--- Work order 1 ---
In the article on Quarkus and Lambda SnapStart, at what point does Lambda initialize the function once SnapStart is turned on?
--- Work order 2 ---
Write out the part of the SnapStart article that begins at the words "We'll re-use the" and stops after the words "reduce the cold start times.".

May 12, 2025 - 15:56
 0
Quarkus 3 application on AWS Lambda- Part 2 Reducing Lambda cold starts with Lambda SnapStart

Introduction

In the part 1 of our series about how to develop, run and optimize Quarkus web application on AWS Lambda, we demonstrated how to write a sample application which uses the Quarkus framework, AWS Lambda, Amazon API Gateway and Amazon DynamoDB. We also made the first Lambda performance (cold and warm start time) measurements and observed quite a big cold start time. In the next parts of the series we'll introduce Lambda SnapStart and measure how it reduces the Lambda cold start time.

Sample application with the activated AWS Lambda SnapStart without using priming

We'll re-use the same sample application introduced in the part 1 of our series.

As we saw in part 1, without any optimizations, Lamdba performance measurements showed quite high values, especially for the cold start times. Lambda SnapStart is one of the optimization approaches to reduce the cold start times.

Lambda SnapStart can provide a start time of a lambda function of less than one second. SnapStart simplifies the development of responsive and scalable applications without provisioning resources or implementing complex performance optimizations.

The largest portion of startup latency (often referred to as cold start time) is the time Lambda spends initializing the function, which includes loading the function code, starting the runtime and initialising the function code. With SnapStart, Lambda initializes our function when we publish a function version. Lambda takes a Firecracker microVM snapshot of the memory and disk state of the initialised execution environment, encrypts the snapshot and intelligently caches it to optimize retrieval latency.

To ensure reliability, Lambda manages multiple copies of each snapshot. Lambda automatically patches snapshots and their copies with the latest runtime and security updates. When we call the function version for the first time and as the calls increase, Lambda continues new execution environments from the cached snapshot instead of initialising them from scratch, which improves startup latency. More information can be found in the article Reducing Java cold starts on AWS Lambda functions with SnapStart. I have published the whole series about Lambda SnapStart for Java applications.

To activate Lambda SnapStart, we have to do the following in template.yaml for the Lambda function:

Globals:
  Function:
    Handler: io.quarkus.amazon.lambda.runtime.QuarkusStreamHandler::handleRequest
    CodeUri: target/function.zip
    Runtime: java21
    SnapStart:
     ApplyOn: PublishedVersions    
....

This can be done in the globals section of the Lambda functions, in which case SnapStart applies to all Lambda functions defined in the AWS SAM template, or you can add the 2 lines

SnapStart:
 ApplyOn: PublishedVersions 

to activate SnapStart only for the individual Lambda function. To perform the performance measurement without priming techniques, as we will introduce in methods 3 and 4, please either comment out or remove @startup annotation in the following 2 Java classes AmazonDynamoDBPrimingResource and AmazonAPIGatewayPrimingResource .

--- Data extracts ---
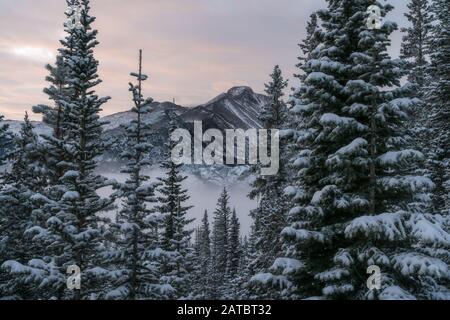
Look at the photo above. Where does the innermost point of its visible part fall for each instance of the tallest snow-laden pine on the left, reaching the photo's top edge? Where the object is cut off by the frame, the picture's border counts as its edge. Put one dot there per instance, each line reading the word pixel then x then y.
pixel 73 232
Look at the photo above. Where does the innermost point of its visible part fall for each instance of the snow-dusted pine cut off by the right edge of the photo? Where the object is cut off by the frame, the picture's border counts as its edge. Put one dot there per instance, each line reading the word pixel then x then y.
pixel 438 96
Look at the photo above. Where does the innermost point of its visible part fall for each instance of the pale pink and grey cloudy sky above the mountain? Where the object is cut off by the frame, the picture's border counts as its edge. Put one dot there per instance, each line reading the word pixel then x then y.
pixel 193 49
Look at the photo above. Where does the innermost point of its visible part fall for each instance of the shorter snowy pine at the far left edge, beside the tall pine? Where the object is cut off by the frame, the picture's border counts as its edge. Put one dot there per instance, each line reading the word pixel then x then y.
pixel 21 183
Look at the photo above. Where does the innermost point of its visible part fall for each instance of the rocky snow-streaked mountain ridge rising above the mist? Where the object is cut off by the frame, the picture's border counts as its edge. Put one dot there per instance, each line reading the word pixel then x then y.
pixel 238 108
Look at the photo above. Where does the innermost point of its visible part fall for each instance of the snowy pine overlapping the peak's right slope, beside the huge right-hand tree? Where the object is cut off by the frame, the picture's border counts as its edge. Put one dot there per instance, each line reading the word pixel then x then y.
pixel 270 215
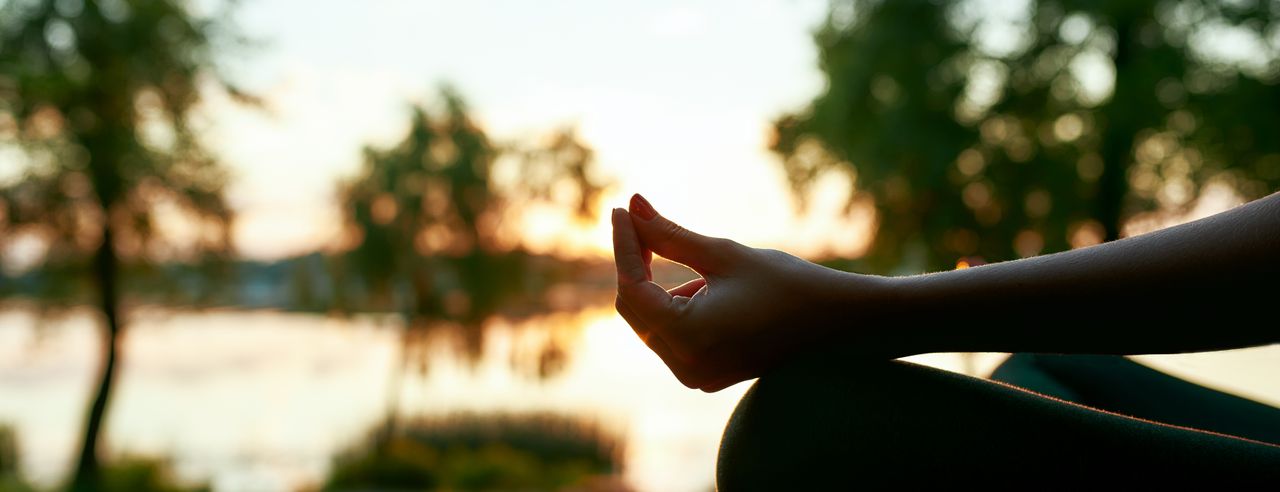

--- Written solution 1 ---
When a function version is published.

--- Written solution 2 ---
We'll re-use the same sample application introduced in the part 1 of our series.

As we saw in part 1, without any optimizations, Lamdba performance measurements showed quite high values, especially for the cold start times. Lambda SnapStart is one of the optimization approaches to reduce the cold start times.